[Given task]
Return the listing below line for line, unchanged.

## Begin Task material

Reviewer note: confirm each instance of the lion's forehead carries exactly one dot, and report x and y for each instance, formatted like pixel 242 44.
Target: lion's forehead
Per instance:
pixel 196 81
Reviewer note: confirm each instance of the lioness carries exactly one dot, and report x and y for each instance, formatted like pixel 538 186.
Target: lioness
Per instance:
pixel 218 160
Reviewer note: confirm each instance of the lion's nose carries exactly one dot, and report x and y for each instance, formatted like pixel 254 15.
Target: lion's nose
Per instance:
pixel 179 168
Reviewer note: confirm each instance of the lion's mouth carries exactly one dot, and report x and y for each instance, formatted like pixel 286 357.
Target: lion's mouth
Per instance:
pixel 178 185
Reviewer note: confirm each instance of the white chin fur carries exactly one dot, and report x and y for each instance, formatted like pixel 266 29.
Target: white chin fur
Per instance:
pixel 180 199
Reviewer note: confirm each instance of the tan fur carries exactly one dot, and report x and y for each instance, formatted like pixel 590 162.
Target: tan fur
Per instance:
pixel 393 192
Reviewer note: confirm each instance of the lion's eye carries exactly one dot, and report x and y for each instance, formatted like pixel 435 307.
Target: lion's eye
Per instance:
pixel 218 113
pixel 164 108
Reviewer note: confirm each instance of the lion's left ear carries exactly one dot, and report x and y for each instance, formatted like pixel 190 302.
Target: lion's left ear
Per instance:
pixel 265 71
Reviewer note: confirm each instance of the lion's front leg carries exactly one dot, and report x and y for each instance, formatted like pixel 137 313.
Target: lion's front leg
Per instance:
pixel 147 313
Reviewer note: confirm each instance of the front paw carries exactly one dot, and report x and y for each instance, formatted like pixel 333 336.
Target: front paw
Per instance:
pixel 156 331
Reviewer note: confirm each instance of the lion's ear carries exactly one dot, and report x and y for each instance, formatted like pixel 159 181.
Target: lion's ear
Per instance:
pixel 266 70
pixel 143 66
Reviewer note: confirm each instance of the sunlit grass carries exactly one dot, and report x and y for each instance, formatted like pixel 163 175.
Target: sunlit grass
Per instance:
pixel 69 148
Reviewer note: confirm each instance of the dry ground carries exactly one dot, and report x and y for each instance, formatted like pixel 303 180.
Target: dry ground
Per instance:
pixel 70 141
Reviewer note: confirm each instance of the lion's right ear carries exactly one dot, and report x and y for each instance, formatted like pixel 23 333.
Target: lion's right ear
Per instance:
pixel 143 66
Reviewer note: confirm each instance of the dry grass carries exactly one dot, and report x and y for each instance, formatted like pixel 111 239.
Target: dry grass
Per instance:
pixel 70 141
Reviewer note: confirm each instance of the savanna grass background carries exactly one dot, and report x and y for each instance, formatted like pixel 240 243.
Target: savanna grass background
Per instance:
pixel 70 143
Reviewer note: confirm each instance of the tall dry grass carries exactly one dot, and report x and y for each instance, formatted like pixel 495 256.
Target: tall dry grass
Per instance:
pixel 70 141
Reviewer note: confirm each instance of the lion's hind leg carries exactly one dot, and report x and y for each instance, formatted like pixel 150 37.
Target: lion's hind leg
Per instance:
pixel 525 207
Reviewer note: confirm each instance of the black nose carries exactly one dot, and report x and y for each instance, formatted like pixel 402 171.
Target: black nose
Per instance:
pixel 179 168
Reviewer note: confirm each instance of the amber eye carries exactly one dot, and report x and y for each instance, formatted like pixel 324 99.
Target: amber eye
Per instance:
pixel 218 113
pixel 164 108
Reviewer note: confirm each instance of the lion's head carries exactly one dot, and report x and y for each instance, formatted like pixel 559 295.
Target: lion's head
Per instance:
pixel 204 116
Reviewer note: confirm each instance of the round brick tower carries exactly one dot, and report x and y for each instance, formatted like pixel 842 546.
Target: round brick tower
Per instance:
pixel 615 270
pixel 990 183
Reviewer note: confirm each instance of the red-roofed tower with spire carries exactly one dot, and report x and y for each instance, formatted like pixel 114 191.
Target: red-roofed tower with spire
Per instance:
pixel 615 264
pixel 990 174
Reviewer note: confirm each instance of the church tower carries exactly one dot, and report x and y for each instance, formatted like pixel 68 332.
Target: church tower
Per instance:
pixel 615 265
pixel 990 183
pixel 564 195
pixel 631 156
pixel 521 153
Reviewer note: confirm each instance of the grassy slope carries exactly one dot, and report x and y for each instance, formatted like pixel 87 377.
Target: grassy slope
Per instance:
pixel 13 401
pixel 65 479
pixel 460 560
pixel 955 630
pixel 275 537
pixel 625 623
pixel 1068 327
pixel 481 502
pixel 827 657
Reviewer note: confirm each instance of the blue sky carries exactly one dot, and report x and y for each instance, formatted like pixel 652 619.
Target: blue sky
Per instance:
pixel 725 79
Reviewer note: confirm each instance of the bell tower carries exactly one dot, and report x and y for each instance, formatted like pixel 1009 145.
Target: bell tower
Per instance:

## End Task material

[Task result]
Reviewer note: confirm each instance of the lion's forehead carries exactly one dot, and report x and y for each instance, formatted like pixel 242 44.
Target: lion's forehead
Per instance:
pixel 196 81
Reviewer note: confirm each instance of the lioness carries exactly one dot, and report x and y for each instance, formatted like pixel 538 186.
Target: lioness
Per instance:
pixel 218 160
Reviewer note: confirm each instance of the lion's nose carries exactly one dot, and report x and y for each instance, formatted like pixel 254 15.
Target: lion's nose
Per instance:
pixel 179 168
Reviewer note: confirm each instance of the lion's mouth carries exactly one dot, and report x and y for each instance, formatted like pixel 286 357.
Target: lion's mouth
Per instance:
pixel 178 185
Reviewer note: confirm each instance of the white chin fur carries exactly one dot, and report x and y for each instance, formatted like pixel 266 29.
Target: white chin fur
Per instance:
pixel 180 199
Reviewer note: confirm each instance of the tan fur carries exactly one dot, and report x and y for each instance, formatted like pixel 590 162.
Target: tan fur
Per instance:
pixel 393 192
Reviewer note: confirm each instance of the lion's eye carries exactly one dot, and report x and y for each instance, formatted like pixel 435 307.
Target: lion's eye
Per instance:
pixel 218 113
pixel 164 108
Reviewer note: confirm each instance of the lion's left ear carries exactly one dot, and report x and y for each instance, formatted like pixel 190 302.
Target: lion's left ear
Per instance:
pixel 265 71
Reviewer note: confirm each instance of the lion's front leg carries exactly one dot, and report x and y for each instance, formatted like pixel 137 313.
Target: lion's front leg
Per instance:
pixel 147 313
Reviewer note: confirm each instance of the front paw carries exactly one dot, and report x and y for each instance, formatted like pixel 333 336.
Target: front paw
Per instance:
pixel 156 331
Reviewer note: confirm each instance of the lion's ear carries exactly one dot, and report x and y for each instance, formatted like pixel 159 181.
Target: lion's ear
Per instance:
pixel 266 70
pixel 143 66
Reviewer note: confirm each instance of the sunlit grass carries exactly one dot, and report x and y for each instance, formatted like pixel 163 175.
Target: sunlit grass
Per instance:
pixel 69 148
Reviewer note: confirm each instance of the dry ground carries exactly one dot, and report x and y for each instance, formatted like pixel 303 180.
Target: dry ground
Per instance:
pixel 70 141
Reviewer note: confirm each instance of the lion's right ear carries exactly one dot, and report x and y for each instance, formatted like pixel 23 333.
Target: lion's right ear
Per instance:
pixel 143 66
Reviewer note: confirm each instance of the dry grass carries exactly one dot, and report x and y for each instance, formatted like pixel 111 239.
Target: dry grass
Per instance:
pixel 70 141
Reviewer note: confirm each instance of the savanna grass background carries exactly one dot, and report x and y for each instance, formatted like pixel 240 243.
Target: savanna grass background
Per instance:
pixel 70 143
Reviewer note: confirm each instance of the tall dry grass carries exactly one dot, and report x and y for each instance, formatted like pixel 495 256.
Target: tall dry grass
Per instance:
pixel 70 141
Reviewer note: confirm each instance of the lion's hind leg carries exactly one dot, and report x and y for each instance, formatted like pixel 150 37.
Target: lion's hind leg
Per instance:
pixel 525 207
Reviewer note: confirm each instance of the black nose carries exactly one dot, and report x and y for each instance, formatted like pixel 402 171.
Target: black nose
Per instance:
pixel 179 168
Reviewer note: confirm each instance of the amber eye carries exactly one dot, and report x and y for each instance, formatted like pixel 324 99.
Target: amber eye
Per instance:
pixel 218 113
pixel 164 108
Reviewer note: confirm each instance of the lion's head carries exactly one dot, and report x and y for each instance, formatted like pixel 559 295.
Target: lion's head
Per instance:
pixel 204 116
Reviewer note: confirm each instance of the round brick tower carries exactly one dot, and report x and y for each instance, formatted like pixel 842 546.
Target: round brick tower
Per instance:
pixel 615 270
pixel 990 183
Reviewer note: confirm each instance of the red-roofed tower with spire carries exactly one dot, and report x and y for each instance, formatted like pixel 114 191.
Target: red-roofed tower with spire
Per instance:
pixel 615 264
pixel 990 174
Reviewer note: confirm each instance of the church tower carries exactly one dot, and report x and y for each instance, formatted like pixel 68 332.
Target: church tower
Per instance:
pixel 615 265
pixel 990 183
pixel 564 195
pixel 631 156
pixel 521 153
Reviewer note: confirm each instance of the grassy slope carries exactly one dot, and report x and y for each instance, formatted like pixel 87 377.
Target: grassy slope
Per instance:
pixel 13 401
pixel 65 479
pixel 460 560
pixel 955 630
pixel 275 537
pixel 625 623
pixel 1068 327
pixel 481 502
pixel 827 657
Reviewer note: confirm each instance of the blue sky carries exactly one dot, and report x and y for each instance, formatted like pixel 652 619.
Target: blue sky
Per instance:
pixel 725 79
Reviewer note: confirm each instance of the bell tower carries exactly one dot, and report x and y for each instance, formatted like pixel 1009 145.
Target: bell tower
Per instance:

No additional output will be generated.